Task requirements: In the text on Pentateuch health laws below, what is stated as the safest day in a male's life for circumcision?

Text for analysis:
__________
Many laws in the Pentateuch (Genesis-- Deuteronomy) relate to diet and hygiene for the Hebrew people. Theologians for centuries thought that these merely served as ceremonial function or formed a cultural barrier to separate Israel from the surrounding pagan cultures. However, with the rise of modern medicine and the germ theory of disease in the nineteenth century, it was recognized that obeying these laws also confers important health benefits. These commands are unique compared with the health practices of neighboring cultures in Old Testament times, suggesting that God inspired Moses in giving these laws. Moreover, they show that God’s rules are not arbitrary and that He has our best interest at heart.


Laws instructing people to wash after touching the dead or sick (Lv 13-15; Nm 19), to properly dispose of excrement and blood (Lv 17:13; Dt 23:12-13), and to isolate (quarantine) diseased individuals and anything that they touch (Lv 13) are extremely effective at limiting the spread of disease. Modern medicine has also shown that circumcision brings a health benefit-- the wives of circumcised men have a much lower risk of contracting cervical cancer because the lack of a foreskin reduces the male’s ability to harbor and transmit the human papillomavirus. Interestingly, the study of blood clotting factor levels in newborns has also shown that circumcision on the eighth day-- the age prescribed to Abraham (Gn 17:12)-- is the safest time in a male’s life to have this surgery.
__________
Photo-based referring expression records
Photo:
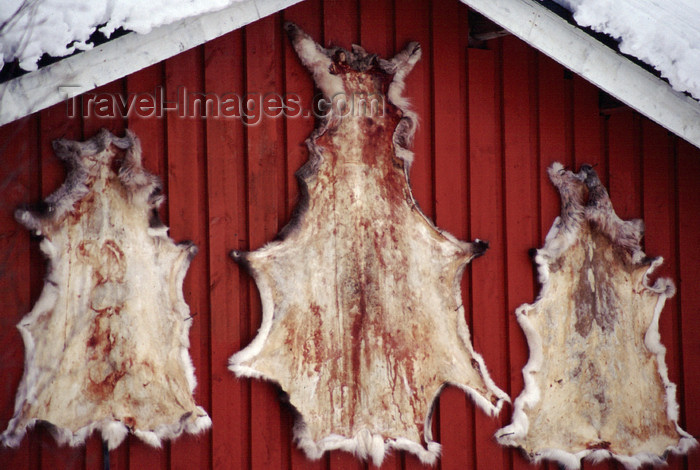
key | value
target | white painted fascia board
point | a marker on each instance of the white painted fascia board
(605, 68)
(122, 56)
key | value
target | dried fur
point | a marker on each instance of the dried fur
(363, 323)
(596, 382)
(99, 340)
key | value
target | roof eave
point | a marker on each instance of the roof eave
(122, 56)
(605, 68)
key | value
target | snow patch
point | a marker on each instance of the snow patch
(30, 28)
(664, 34)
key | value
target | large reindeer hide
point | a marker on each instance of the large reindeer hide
(107, 341)
(596, 384)
(363, 322)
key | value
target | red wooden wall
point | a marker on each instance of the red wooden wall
(492, 120)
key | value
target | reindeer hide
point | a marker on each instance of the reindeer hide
(107, 341)
(363, 322)
(596, 383)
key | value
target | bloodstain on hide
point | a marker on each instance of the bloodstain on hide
(107, 341)
(596, 384)
(363, 322)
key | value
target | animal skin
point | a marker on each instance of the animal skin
(363, 322)
(596, 383)
(106, 344)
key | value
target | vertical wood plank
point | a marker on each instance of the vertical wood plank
(299, 85)
(625, 186)
(521, 191)
(449, 127)
(689, 286)
(266, 182)
(19, 184)
(105, 107)
(413, 24)
(554, 108)
(377, 27)
(490, 317)
(148, 84)
(225, 139)
(587, 128)
(341, 26)
(188, 221)
(660, 237)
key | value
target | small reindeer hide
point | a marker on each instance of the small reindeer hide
(596, 383)
(363, 322)
(107, 341)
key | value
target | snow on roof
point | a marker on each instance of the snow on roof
(30, 28)
(662, 33)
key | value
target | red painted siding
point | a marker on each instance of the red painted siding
(492, 120)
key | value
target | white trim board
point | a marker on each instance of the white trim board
(602, 66)
(122, 56)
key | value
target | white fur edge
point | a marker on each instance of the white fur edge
(363, 445)
(235, 362)
(530, 395)
(113, 431)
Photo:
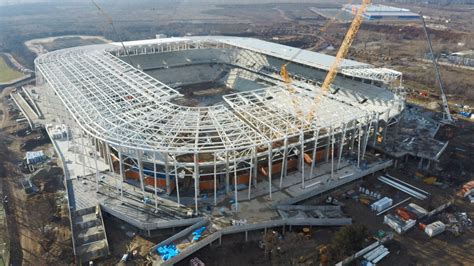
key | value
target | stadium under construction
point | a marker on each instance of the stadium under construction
(198, 120)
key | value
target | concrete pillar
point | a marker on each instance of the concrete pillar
(270, 162)
(140, 171)
(196, 181)
(227, 177)
(122, 174)
(167, 174)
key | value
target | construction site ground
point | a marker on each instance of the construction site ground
(38, 226)
(412, 248)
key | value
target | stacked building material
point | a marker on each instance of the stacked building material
(382, 204)
(376, 255)
(35, 157)
(435, 228)
(419, 211)
(405, 187)
(396, 223)
(405, 214)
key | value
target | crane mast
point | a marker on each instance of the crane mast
(341, 54)
(447, 114)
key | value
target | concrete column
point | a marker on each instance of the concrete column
(96, 170)
(215, 180)
(122, 174)
(154, 182)
(301, 158)
(328, 146)
(376, 129)
(341, 146)
(270, 170)
(284, 161)
(176, 178)
(167, 174)
(196, 181)
(227, 177)
(140, 171)
(235, 183)
(315, 149)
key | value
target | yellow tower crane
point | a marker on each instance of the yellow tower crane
(341, 54)
(333, 70)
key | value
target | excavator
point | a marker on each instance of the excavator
(333, 70)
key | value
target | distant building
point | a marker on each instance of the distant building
(382, 12)
(465, 58)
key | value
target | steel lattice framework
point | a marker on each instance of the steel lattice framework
(112, 100)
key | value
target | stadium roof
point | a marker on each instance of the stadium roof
(124, 106)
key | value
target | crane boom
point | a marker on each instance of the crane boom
(346, 44)
(447, 114)
(341, 54)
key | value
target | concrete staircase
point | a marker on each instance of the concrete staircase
(89, 234)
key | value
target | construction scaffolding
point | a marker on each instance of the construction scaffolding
(127, 116)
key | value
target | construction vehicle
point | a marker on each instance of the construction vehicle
(334, 69)
(323, 255)
(447, 118)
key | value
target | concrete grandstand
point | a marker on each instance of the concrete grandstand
(197, 120)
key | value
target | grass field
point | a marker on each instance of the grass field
(7, 73)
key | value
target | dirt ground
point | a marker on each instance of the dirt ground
(38, 225)
(295, 249)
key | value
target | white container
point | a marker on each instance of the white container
(435, 228)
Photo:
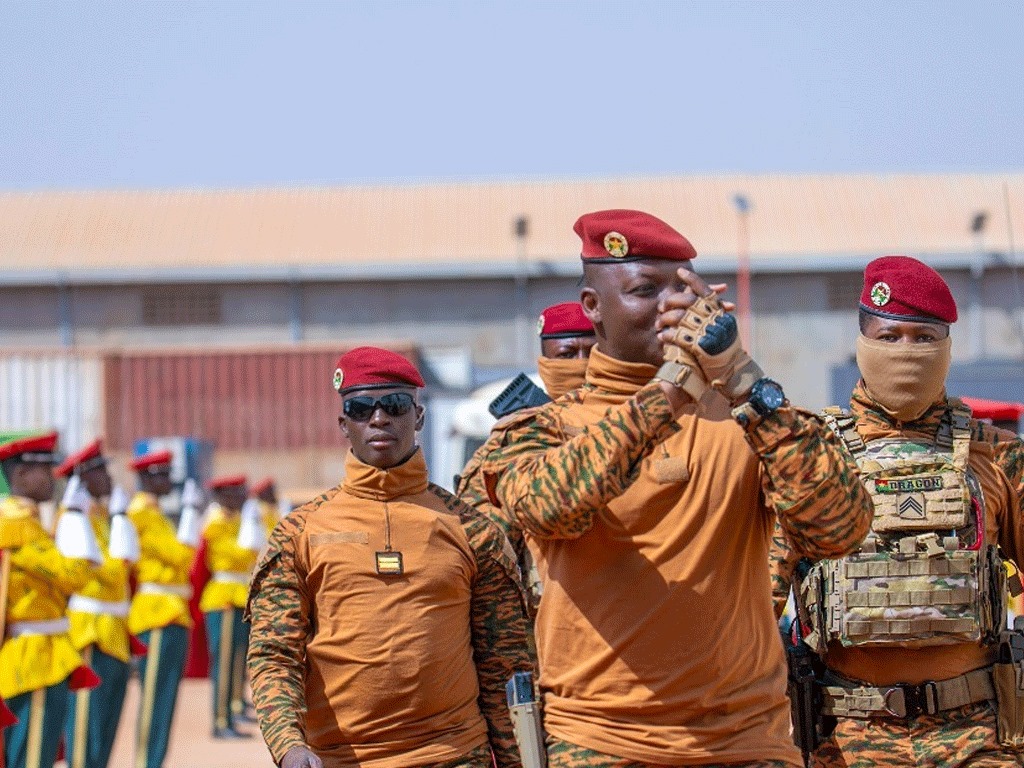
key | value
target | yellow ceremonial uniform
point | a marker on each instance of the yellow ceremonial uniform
(37, 657)
(164, 588)
(101, 619)
(41, 581)
(160, 616)
(98, 615)
(222, 603)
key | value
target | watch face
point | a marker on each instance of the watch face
(767, 396)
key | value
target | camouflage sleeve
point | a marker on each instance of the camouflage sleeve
(812, 483)
(1008, 452)
(280, 612)
(498, 617)
(781, 563)
(1008, 455)
(554, 486)
(473, 492)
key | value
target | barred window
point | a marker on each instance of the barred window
(181, 305)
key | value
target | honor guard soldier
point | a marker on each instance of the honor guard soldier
(7, 718)
(387, 615)
(160, 608)
(98, 614)
(230, 561)
(566, 338)
(915, 663)
(652, 511)
(38, 660)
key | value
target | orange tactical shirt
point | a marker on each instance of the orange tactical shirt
(655, 635)
(996, 459)
(386, 671)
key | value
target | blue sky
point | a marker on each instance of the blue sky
(233, 94)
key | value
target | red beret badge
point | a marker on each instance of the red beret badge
(616, 245)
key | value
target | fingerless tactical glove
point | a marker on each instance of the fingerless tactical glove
(709, 336)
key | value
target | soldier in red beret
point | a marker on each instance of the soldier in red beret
(39, 664)
(652, 511)
(911, 629)
(566, 338)
(387, 615)
(159, 611)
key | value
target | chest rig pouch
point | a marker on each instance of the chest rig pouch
(924, 576)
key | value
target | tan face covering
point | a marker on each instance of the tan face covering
(903, 379)
(561, 376)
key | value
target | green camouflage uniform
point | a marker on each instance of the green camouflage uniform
(557, 477)
(964, 736)
(472, 489)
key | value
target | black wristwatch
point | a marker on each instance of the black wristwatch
(766, 397)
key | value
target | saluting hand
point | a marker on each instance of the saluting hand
(301, 757)
(673, 308)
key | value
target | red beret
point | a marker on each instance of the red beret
(152, 462)
(88, 458)
(610, 237)
(264, 484)
(37, 449)
(564, 321)
(226, 481)
(902, 288)
(373, 368)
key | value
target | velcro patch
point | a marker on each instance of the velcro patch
(908, 484)
(341, 537)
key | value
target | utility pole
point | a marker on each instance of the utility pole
(743, 269)
(521, 230)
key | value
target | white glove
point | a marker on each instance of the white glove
(252, 534)
(74, 536)
(124, 538)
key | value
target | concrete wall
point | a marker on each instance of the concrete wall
(804, 323)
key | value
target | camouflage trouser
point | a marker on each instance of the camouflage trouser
(478, 758)
(964, 737)
(563, 755)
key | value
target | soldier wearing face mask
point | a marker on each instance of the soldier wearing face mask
(566, 338)
(912, 651)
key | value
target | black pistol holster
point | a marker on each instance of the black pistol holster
(1008, 679)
__________
Completed exercise: The eighth day.